TEXT EXTRACT:
──────────

Any news about uk availability as soon as you know would be great, and 
also if it might be possible to demo the unit next year when it 
arrives.
The ethernet is a very future proof sensible idea, forward thinking.
This is all very encouraging
and I will be buying one if it does what it says reliably.
geoff


On 14 Dec 2005, at 11:39, Steve Lawson wrote:

> OK, before we get completely carried away, as one of the very small 
> group of people here who've actually tried out a looperlative, I'll 
> offer a couple of thoughts...
>
> Firstly, Bob's aim has clearly not been to just redo the EDP in stereo 
> - the EDP is very much a product of initially Matthias' genius, and 
> then years and years of tweaking and shaping the way that particular 
> instrument works. It's an incredible tool, and one that, if there is 
> to be stereo version, needs to updated by the people who had that 
> vision.
>
> In the wider world of looping ideas/devices/concepts, the looperlative 
> offers something wonderful. In the short time I've spent with one thus 
> far, the programming of the MIDI controls is easier than on anything 
> I've tried before (even for MIDI-phobes), the availability of the 8 
> stereo loops is almost too much - it's going to take me a while to get 
> to grips with the expanded range of possibilities (I think I'll be 
> mainly using the first three for quite a while, before I start to 
> really get to know the box and use it intuitively.
>
> And, like the EDP, the looperlative reflects a lot about it's creator 
> - I've known Bob for a few years, and of all the music product 
> development people I've ever had dealings with (which is a LOT of 
> people), Bob is probably the one I trust the most to get it right. Not 
> that it's meet every last requirement of everyone on the list (sorry, 
> there won't be a feature that allows you to midi up your eyeballs to 
> operate the loops just by looking at foxy peoples in the audience), 
> but that it will do what it says it does, what it set out to do, and 
> will be incredibly well supported.
>
> It seems, from what Bob has said, that the LP1 is pretty much 
> established in terms of what's going on with it, how the architecture 
> will work. The one I tried (which I'll get back early next week) did 
> everything it said it should do - the menus were easy to navigate, the 
> audio was clean, the midi controls worked, and I was looping with it 
> immediately.

──────────

WRITTEN REQUEST 1: Gather every line in the records below that contains the word "girl", and copy each one as it appears.

──────────

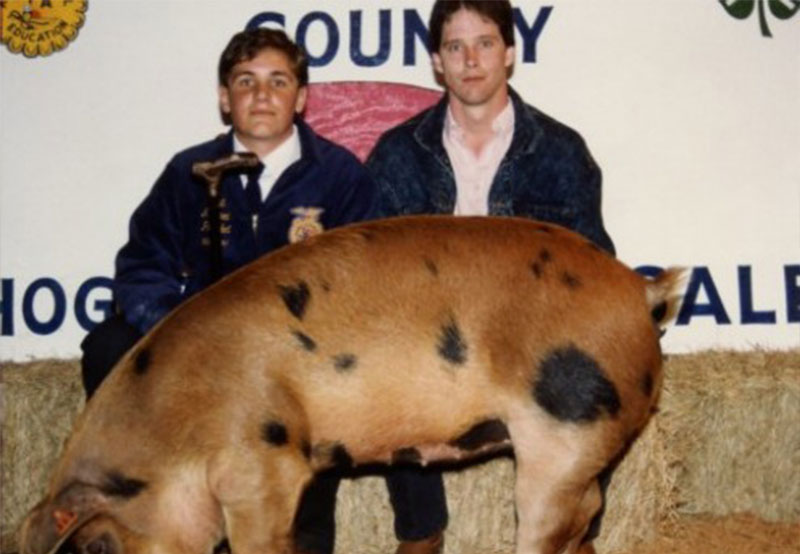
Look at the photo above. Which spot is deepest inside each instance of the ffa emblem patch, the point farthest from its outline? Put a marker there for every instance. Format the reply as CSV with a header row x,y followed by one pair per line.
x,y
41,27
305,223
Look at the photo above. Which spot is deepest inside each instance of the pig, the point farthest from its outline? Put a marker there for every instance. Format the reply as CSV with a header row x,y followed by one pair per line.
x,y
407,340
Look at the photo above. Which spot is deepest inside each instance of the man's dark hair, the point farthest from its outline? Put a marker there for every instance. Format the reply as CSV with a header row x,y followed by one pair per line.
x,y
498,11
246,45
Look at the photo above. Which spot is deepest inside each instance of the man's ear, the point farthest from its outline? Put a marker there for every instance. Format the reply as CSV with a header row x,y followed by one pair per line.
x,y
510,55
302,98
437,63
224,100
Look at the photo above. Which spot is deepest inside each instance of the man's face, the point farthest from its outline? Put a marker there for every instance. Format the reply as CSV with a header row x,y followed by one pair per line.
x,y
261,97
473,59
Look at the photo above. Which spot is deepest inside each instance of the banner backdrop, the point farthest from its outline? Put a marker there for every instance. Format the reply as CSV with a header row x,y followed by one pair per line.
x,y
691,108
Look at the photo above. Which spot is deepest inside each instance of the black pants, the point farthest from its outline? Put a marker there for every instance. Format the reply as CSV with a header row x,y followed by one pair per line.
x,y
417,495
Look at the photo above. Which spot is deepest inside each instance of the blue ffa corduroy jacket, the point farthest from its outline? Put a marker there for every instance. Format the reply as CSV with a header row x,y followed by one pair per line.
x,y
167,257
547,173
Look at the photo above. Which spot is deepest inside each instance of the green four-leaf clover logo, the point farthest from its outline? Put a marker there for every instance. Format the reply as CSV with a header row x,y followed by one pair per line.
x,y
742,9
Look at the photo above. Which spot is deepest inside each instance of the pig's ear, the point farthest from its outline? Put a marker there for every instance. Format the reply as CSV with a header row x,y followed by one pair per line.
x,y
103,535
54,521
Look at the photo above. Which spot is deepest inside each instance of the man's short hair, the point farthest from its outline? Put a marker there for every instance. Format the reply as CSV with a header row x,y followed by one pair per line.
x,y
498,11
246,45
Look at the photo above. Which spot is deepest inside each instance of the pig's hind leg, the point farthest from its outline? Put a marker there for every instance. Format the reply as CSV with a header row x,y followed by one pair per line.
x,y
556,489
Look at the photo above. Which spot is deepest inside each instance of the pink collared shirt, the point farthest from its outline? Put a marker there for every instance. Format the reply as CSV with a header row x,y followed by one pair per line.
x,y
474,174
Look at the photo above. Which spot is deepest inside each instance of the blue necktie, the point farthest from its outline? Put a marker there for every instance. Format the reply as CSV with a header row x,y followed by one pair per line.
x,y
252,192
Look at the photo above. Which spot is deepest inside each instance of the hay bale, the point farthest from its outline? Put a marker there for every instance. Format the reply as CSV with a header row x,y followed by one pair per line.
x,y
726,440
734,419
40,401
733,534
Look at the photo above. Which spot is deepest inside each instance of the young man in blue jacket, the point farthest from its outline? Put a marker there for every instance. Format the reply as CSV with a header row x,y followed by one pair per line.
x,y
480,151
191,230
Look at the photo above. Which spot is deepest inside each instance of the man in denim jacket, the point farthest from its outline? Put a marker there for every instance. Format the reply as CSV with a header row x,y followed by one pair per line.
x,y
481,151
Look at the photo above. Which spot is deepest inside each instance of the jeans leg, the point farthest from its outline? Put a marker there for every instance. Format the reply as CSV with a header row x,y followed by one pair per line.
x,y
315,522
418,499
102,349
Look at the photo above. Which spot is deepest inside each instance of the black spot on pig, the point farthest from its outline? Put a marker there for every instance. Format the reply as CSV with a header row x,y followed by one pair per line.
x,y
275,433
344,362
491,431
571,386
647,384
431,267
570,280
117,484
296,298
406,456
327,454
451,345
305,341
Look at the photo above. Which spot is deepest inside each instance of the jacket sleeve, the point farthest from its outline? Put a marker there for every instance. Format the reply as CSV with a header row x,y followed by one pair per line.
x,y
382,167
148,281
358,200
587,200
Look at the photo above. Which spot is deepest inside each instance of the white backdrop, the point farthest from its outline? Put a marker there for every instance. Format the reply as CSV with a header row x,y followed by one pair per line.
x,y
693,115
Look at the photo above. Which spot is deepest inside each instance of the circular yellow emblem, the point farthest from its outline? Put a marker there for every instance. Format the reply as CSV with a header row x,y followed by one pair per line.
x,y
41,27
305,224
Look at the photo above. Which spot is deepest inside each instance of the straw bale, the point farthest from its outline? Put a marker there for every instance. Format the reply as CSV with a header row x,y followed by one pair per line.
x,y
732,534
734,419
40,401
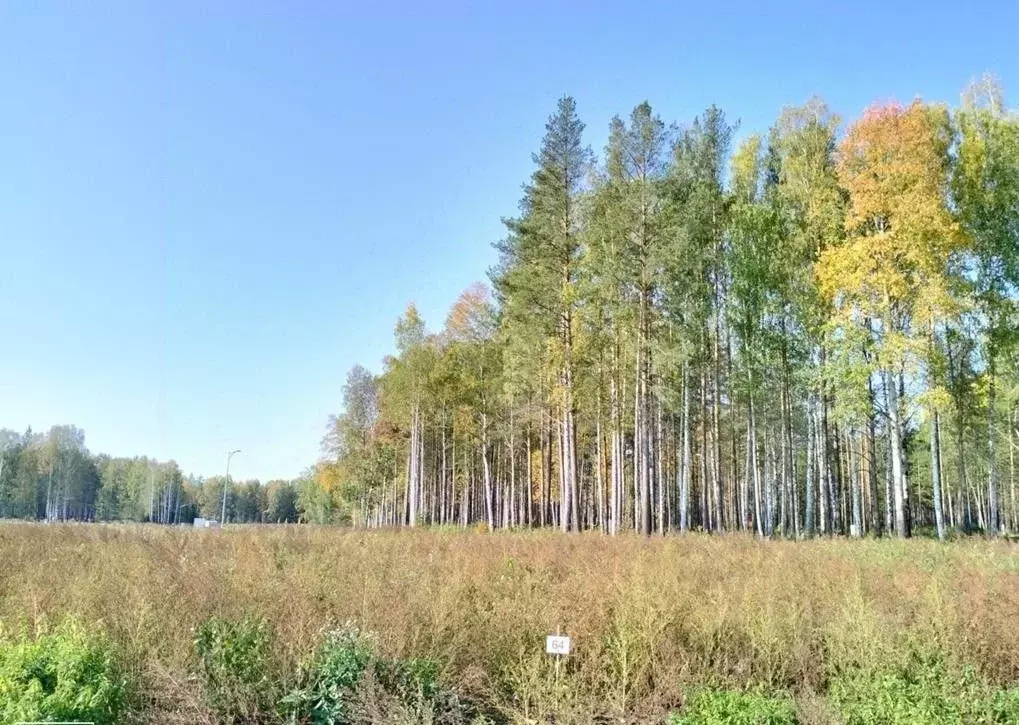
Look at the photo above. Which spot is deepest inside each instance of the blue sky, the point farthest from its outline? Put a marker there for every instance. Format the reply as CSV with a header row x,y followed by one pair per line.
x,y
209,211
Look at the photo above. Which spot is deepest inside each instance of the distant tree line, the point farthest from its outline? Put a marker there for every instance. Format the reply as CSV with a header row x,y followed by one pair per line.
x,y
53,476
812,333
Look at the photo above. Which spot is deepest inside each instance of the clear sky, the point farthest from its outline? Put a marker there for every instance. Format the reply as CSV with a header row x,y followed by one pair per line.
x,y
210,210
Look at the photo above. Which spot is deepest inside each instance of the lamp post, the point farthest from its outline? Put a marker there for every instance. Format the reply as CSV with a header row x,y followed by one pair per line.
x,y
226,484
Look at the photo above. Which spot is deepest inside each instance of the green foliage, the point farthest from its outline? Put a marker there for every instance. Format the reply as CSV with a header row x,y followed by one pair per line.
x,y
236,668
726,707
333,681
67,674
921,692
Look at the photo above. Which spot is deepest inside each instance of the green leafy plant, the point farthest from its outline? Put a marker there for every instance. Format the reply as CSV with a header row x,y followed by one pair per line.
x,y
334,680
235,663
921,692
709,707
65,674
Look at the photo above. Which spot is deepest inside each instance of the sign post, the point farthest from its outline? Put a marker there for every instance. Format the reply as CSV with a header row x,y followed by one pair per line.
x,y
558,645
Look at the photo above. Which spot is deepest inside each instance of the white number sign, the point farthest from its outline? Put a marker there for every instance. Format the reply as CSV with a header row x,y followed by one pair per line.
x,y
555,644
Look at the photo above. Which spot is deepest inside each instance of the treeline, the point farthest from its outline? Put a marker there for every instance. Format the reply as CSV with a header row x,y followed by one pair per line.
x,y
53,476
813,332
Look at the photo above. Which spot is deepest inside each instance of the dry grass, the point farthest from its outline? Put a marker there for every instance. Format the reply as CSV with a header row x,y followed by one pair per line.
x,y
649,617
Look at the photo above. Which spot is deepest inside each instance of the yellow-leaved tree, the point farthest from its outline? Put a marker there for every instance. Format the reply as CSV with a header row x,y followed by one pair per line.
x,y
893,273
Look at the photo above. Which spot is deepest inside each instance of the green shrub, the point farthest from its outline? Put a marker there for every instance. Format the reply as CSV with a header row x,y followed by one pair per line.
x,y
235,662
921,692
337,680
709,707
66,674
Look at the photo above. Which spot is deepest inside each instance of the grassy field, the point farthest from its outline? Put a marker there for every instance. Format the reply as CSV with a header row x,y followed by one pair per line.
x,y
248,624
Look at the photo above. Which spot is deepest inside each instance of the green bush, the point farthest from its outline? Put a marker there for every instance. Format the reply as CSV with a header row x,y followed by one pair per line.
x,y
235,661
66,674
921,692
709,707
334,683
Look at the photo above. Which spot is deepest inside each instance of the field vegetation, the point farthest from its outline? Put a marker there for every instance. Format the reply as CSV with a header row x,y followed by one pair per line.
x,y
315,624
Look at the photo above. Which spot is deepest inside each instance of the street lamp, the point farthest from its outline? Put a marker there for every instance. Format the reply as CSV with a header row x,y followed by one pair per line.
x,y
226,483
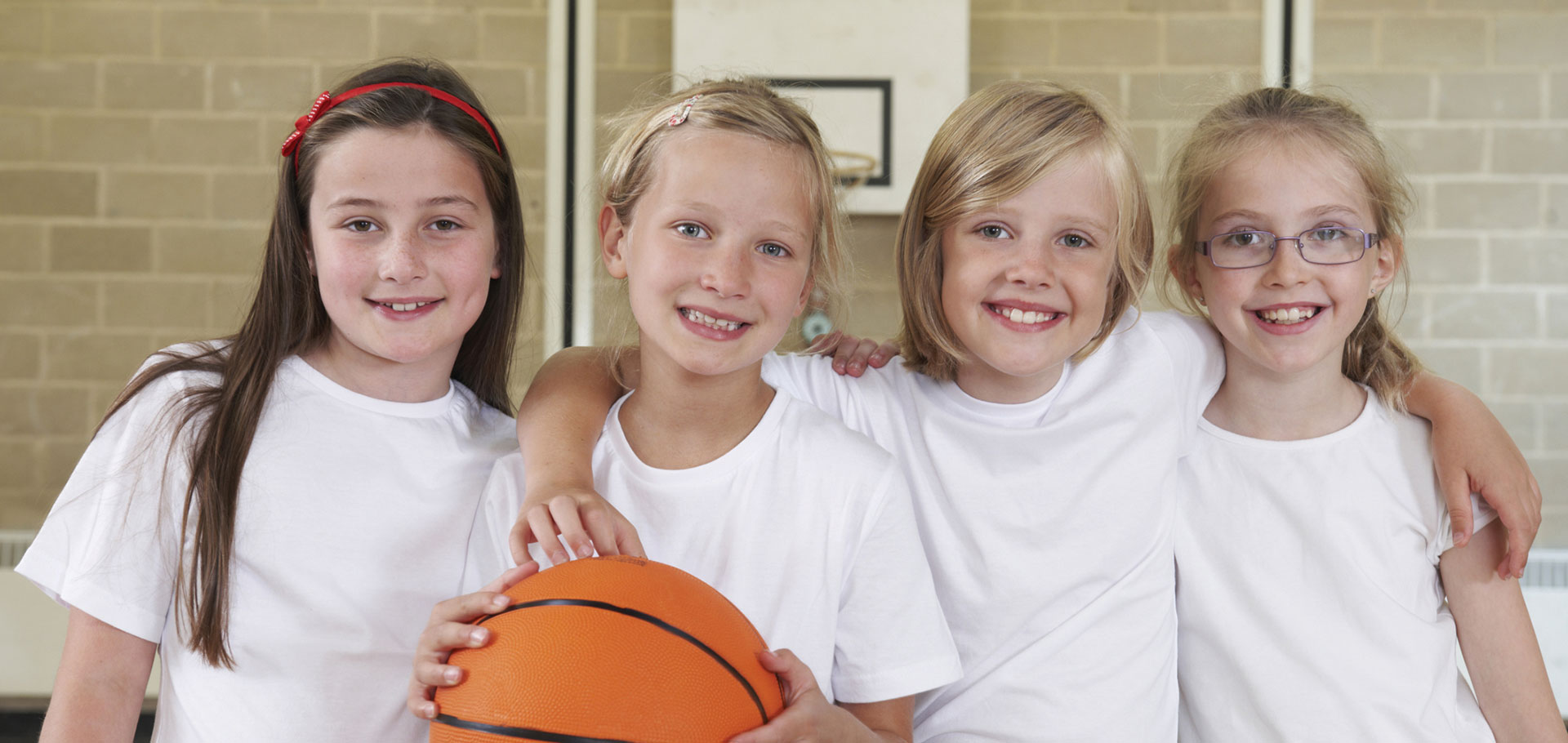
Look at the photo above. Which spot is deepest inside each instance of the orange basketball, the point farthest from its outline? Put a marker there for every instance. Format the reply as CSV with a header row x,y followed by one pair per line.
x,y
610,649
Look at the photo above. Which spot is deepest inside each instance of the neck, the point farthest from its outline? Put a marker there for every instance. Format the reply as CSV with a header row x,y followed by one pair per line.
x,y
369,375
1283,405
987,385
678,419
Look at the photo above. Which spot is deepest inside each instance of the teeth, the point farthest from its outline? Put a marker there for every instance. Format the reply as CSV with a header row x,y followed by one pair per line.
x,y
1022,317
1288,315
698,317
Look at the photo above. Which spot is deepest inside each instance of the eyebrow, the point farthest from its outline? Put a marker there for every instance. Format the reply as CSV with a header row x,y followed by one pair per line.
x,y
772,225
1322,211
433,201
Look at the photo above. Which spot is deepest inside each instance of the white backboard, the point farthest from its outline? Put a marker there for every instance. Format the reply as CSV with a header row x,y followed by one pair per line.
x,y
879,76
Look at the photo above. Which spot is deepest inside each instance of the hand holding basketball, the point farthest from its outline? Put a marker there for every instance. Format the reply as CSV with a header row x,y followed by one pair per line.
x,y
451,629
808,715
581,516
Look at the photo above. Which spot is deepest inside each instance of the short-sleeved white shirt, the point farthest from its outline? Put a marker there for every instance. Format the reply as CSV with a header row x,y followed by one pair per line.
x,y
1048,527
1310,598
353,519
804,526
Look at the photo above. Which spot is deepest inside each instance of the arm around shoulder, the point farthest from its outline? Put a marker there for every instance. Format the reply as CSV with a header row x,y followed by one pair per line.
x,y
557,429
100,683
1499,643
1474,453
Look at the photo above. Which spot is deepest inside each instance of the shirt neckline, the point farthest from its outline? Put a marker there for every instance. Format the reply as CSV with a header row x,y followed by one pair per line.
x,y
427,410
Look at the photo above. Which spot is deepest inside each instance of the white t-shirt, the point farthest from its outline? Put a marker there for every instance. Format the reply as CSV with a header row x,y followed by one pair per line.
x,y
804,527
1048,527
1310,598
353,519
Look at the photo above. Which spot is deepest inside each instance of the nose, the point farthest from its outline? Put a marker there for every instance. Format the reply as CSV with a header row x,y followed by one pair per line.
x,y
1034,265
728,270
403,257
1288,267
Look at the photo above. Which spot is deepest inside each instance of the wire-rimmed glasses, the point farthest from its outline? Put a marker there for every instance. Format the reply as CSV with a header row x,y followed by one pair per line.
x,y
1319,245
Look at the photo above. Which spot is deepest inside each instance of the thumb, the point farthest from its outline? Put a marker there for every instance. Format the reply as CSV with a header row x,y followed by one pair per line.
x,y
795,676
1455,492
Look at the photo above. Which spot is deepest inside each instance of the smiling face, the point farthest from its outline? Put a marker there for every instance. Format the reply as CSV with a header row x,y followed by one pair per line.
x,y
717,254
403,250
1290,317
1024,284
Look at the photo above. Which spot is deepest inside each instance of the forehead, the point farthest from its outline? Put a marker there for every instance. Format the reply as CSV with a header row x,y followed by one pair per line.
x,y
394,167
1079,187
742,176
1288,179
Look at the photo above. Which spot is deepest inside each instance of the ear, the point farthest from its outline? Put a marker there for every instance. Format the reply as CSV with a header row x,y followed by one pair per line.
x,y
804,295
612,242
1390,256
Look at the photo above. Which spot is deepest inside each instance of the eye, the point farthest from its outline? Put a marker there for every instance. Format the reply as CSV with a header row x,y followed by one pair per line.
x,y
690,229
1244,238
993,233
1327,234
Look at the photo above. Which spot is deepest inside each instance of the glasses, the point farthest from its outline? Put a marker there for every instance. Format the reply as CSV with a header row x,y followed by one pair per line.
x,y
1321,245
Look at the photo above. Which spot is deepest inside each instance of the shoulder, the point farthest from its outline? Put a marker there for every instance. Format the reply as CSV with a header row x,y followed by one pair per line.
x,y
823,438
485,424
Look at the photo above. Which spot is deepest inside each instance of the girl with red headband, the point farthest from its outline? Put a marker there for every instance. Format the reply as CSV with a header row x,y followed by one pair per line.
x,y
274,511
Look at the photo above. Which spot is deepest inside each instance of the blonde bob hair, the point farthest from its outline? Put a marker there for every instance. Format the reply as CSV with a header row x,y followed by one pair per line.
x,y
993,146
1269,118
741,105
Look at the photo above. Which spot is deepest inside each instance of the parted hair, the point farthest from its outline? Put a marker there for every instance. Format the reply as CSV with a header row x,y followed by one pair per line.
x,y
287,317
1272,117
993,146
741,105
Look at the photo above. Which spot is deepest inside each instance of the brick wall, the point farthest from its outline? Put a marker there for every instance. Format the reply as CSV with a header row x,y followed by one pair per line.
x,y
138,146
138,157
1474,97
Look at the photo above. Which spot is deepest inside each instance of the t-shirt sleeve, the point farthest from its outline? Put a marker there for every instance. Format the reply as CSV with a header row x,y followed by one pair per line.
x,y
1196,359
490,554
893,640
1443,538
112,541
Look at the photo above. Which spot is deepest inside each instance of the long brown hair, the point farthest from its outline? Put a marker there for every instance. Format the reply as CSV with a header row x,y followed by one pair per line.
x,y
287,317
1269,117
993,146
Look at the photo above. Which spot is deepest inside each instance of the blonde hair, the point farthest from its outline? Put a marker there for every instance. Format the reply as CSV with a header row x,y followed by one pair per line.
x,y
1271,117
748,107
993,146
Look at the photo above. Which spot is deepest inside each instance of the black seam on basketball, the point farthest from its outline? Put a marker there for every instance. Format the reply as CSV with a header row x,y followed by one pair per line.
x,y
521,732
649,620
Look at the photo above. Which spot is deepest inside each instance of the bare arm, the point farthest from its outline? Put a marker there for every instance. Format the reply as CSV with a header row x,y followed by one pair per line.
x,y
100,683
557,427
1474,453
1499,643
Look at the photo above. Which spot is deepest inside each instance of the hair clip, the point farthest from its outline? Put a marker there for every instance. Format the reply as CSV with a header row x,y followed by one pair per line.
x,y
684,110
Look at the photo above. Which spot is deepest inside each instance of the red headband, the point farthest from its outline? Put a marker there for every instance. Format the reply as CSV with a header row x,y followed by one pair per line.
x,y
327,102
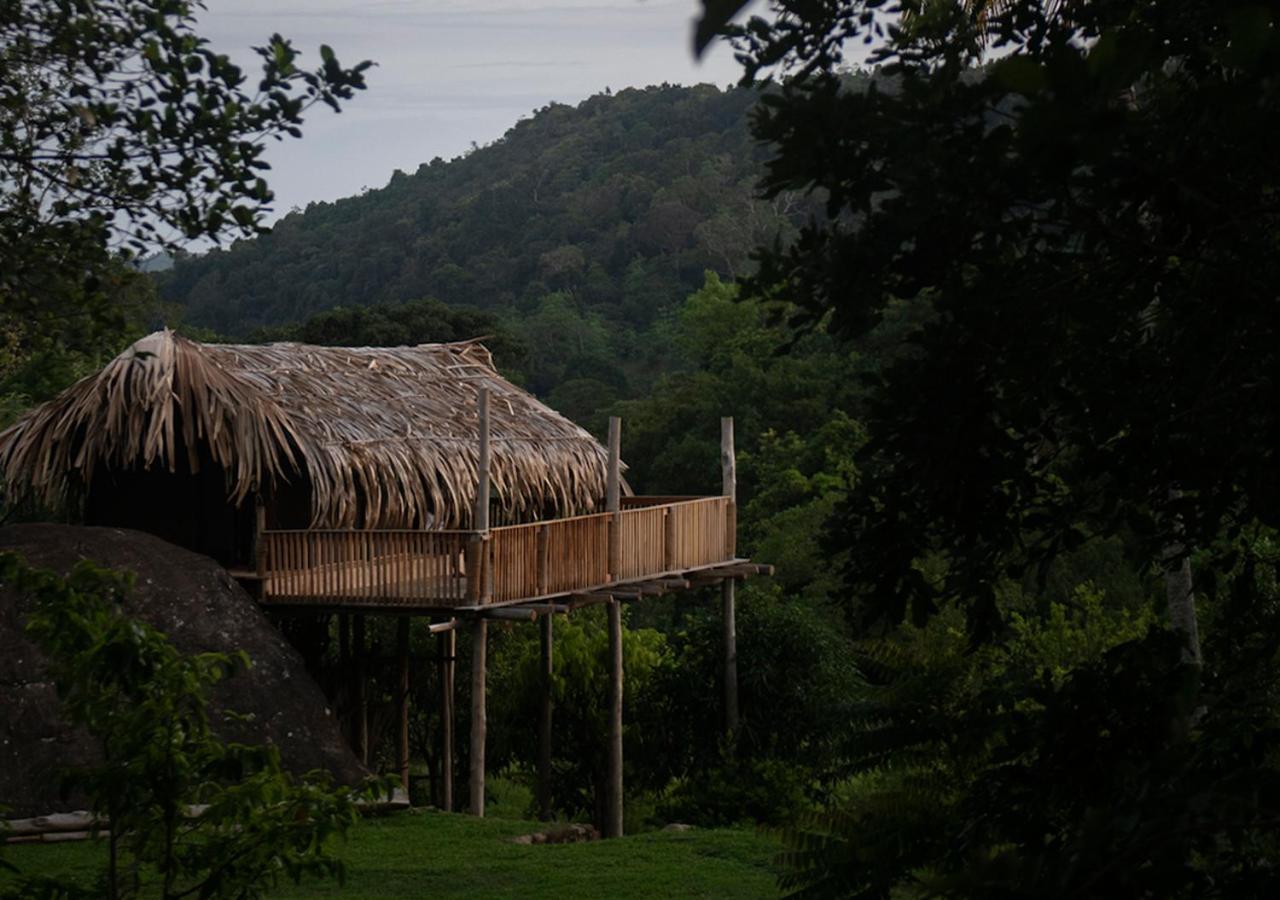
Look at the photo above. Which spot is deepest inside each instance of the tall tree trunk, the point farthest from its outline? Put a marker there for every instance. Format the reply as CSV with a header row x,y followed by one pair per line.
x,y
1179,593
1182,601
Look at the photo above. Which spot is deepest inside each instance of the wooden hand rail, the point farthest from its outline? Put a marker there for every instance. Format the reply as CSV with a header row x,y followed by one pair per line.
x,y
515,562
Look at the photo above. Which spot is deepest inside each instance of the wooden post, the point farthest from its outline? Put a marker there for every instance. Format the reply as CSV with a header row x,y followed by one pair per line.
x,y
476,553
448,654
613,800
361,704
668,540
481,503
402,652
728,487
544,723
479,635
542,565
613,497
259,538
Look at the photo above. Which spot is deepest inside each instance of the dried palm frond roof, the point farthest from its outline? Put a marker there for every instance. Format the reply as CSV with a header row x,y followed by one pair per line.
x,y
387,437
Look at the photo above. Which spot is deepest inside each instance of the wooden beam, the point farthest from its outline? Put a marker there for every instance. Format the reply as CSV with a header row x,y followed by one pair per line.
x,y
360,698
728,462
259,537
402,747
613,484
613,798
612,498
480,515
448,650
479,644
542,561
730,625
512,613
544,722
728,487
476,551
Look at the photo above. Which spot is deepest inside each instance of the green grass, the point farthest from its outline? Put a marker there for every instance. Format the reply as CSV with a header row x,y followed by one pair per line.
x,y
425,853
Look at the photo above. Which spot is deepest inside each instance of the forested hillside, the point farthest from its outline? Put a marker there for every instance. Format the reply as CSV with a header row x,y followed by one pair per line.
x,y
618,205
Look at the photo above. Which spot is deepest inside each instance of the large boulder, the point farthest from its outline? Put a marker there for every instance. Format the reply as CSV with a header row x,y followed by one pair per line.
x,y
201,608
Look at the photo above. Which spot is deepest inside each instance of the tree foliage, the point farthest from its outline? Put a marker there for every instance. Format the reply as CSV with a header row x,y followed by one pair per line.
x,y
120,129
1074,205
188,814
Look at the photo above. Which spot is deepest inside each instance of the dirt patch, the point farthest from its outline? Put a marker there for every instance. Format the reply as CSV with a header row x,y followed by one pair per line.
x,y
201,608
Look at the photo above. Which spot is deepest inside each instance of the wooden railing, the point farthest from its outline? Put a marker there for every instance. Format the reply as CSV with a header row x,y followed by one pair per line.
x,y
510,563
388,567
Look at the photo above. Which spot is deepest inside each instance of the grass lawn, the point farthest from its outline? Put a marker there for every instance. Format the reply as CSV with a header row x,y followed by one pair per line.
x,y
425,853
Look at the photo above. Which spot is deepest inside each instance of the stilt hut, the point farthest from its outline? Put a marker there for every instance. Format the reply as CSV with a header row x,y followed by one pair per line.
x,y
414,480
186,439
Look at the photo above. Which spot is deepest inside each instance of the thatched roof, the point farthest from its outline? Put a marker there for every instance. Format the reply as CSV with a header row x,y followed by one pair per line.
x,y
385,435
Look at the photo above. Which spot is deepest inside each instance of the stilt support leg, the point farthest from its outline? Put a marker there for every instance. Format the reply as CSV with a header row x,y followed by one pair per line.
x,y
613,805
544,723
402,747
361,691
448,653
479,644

──────────

WRITTEN REQUEST 2: Output the passage of the email about the looperlative between "Any news about" and "idea, forward thinking.", inclusive, copying it word for word.

WORKED ANSWER 1:
Look at the photo above. Which spot is deepest inside each instance of the girl with red headband, the point farthest from its outline? Put a marker there for every instance. Format the reply as CSV with a header row x,y followed by one pair per line.

WORKED ANSWER 2:
Any news about uk availability as soon as you know would be great, and 
also if it might be possible to demo the unit next year when it 
arrives.
The ethernet is a very future proof sensible idea, forward thinking.